Liquibase is a tool used to track and deploy changes to databases. It can connect with Git and other software, including CI/CD software, allowing your team to collaborate and track changes to your databases. There are several different software options similar to (and even better than) Liquibase, but what makes this tool unique is that it has both an open source version, which could benefit smaller organizations that don’t have as much cash to spend on database software, and a “Pro” version, which gives more features for those who need it and can pay the additional cost.

I’m currently reviewing this software and playing with it for a project at work, and I’ve found it a bit challenging to figure things out from the Liquibase websites and documentation. I’m summarizing my findings here not only for others who may read this in the future but also to help myself get everything organized and clarified in my mind. This will be a two-part series of posts, with the second providing a deep dive into how to use Liquibase with your database.

What’s in this post:

  • Why would you want to use this tool?
  • Features of open-source edition
  • Features of Pro edition
  • How to get 30-day free trial of Pro edition
  • Other options for similar tools

Why would you want to use this tool?

You want to be able to track and manage changes happening in your database

In the modern development process, all code, including database code, should be tracked using source control. Using source control enables you to have a complete history of what changed when, and who made that change. Having this level of tracking can be great for overall documentation of what you have in your systems, but it can also help immensely in troubleshooting bugs and other issues in your code to find when an issue started happening. It also enables you to quickly revert any bad or unintended changes without having to update all the code again manually. This is a well-known and well-used system in the software development realm but doesn’t seem to be quite as popular in the database realm, at least from my own experience. Liquibase can help organizations start on this journey.

You want to automatically deploy database changes to multiple environments

When you first start using Liquibase, you can generate a changelog file that acts as a baseline for recreating the database, with the file containing all of the SQL queries necessary to recreate all objects within the database. Then, as you make more changes, those will be added to one or more files that can be tracked with Git or other source control to help with deployments and change tracking of your system. If you are looking for a way to automatically deploy your database changes through pipelines, Liquibase should be able to help with that, although I haven’t gotten that far in my project so I can’t say for sure. But based on how the tool is set up, you should be able to use the software on a build and deployment server and have it execute the changelog scripts you create on databases in other environments. You can read more about the integration with CI/CD systems on the Liquibase website.

__Task brief__
Answer these questions from the Liquibase text, each in a short phrase:
(a) Besides the open source version, what other version of Liquibase does it mention?
(b) How many parts will the series of posts have?
(c) What does the changelog file generated when you first start using Liquibase act as?

__Dataset rows__
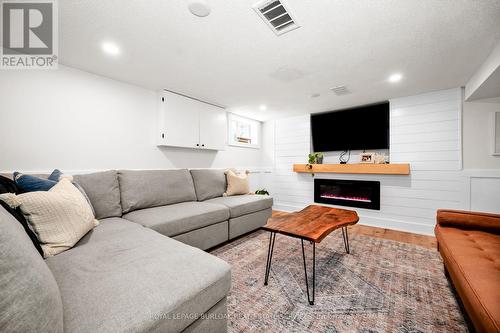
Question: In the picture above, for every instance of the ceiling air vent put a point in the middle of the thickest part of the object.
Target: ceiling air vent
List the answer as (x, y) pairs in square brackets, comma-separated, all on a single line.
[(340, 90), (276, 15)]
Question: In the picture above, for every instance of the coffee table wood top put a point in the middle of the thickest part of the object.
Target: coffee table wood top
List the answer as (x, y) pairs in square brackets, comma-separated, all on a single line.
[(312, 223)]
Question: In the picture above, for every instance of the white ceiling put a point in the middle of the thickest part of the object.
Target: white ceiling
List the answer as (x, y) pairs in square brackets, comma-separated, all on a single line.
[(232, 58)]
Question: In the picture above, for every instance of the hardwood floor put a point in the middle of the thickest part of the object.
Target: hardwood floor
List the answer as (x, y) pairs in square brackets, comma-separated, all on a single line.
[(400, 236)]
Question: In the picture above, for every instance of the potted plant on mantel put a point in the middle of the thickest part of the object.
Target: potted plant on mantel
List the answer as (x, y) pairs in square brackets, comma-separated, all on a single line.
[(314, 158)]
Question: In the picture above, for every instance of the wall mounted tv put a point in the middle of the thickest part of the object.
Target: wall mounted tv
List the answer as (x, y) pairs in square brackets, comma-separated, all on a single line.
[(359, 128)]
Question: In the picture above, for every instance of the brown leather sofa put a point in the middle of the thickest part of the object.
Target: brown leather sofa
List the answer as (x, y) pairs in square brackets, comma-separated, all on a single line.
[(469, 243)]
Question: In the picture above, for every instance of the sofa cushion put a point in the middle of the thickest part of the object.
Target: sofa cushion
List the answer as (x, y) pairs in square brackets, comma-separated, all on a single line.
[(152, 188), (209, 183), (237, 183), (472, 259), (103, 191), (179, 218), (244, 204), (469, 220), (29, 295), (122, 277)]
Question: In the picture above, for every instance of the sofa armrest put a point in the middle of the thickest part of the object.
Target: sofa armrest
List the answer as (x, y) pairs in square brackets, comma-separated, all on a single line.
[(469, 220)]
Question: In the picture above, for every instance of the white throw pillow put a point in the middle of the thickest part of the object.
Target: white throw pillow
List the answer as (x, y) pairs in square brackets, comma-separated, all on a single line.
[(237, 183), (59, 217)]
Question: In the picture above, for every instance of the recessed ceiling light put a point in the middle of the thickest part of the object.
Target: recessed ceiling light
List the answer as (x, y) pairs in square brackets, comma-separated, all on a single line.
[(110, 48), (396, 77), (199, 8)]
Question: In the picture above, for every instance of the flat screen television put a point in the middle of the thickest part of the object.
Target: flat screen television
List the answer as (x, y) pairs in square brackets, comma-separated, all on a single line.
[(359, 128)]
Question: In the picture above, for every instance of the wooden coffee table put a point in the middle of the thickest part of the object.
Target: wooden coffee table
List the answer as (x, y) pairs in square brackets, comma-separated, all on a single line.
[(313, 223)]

__Reply to the exercise__
(a) A "Pro" version
(b) Two
(c) A baseline for recreating the database